- **JOB**:
Identify every line of the records that contains the word "young", and copy each such line in full. Case counts.

- **RECORDED INFORMATION**:
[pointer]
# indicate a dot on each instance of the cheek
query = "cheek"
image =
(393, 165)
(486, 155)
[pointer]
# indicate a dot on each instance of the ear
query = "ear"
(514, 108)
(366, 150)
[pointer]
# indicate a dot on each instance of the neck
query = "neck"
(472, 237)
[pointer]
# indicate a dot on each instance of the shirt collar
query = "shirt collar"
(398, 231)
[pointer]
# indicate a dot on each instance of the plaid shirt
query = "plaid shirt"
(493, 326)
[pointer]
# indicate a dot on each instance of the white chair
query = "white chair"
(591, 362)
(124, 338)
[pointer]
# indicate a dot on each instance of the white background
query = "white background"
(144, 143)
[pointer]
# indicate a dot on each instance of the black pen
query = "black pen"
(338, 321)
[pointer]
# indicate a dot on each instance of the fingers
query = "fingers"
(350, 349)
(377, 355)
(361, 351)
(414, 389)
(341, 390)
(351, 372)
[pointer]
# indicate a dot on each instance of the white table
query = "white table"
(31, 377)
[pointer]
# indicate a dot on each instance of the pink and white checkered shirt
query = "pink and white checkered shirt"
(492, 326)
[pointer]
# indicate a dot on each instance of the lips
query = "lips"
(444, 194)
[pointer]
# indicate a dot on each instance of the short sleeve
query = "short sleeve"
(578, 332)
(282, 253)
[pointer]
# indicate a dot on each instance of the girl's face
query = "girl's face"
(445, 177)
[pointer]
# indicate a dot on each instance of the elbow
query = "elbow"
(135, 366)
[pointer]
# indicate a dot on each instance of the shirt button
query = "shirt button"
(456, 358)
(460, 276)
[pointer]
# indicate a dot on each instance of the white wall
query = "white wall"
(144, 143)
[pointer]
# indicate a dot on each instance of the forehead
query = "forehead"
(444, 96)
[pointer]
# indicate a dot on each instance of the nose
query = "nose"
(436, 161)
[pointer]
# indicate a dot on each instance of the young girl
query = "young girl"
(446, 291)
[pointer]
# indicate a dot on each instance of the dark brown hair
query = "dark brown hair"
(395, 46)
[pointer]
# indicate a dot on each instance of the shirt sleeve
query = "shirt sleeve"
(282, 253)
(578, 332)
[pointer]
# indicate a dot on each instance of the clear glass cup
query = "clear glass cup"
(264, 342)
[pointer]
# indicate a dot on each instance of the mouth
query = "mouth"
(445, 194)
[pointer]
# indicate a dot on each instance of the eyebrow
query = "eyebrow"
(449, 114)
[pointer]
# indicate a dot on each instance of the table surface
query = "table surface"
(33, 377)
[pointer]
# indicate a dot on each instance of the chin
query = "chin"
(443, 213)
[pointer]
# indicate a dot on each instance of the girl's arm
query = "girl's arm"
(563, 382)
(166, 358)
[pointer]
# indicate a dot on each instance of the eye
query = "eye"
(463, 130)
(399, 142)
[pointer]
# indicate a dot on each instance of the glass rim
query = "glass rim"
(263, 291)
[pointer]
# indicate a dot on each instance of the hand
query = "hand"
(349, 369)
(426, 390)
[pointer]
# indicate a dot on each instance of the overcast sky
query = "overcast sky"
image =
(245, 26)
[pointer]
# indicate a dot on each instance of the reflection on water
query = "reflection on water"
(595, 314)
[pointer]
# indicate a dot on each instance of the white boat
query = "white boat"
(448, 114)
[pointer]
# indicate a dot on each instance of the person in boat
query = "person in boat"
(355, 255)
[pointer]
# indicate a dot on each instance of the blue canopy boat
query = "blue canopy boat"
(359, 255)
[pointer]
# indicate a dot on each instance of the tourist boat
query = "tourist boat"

- **SOLUTION**:
# indicate a dot on each instance of the young girl
query = "young girl"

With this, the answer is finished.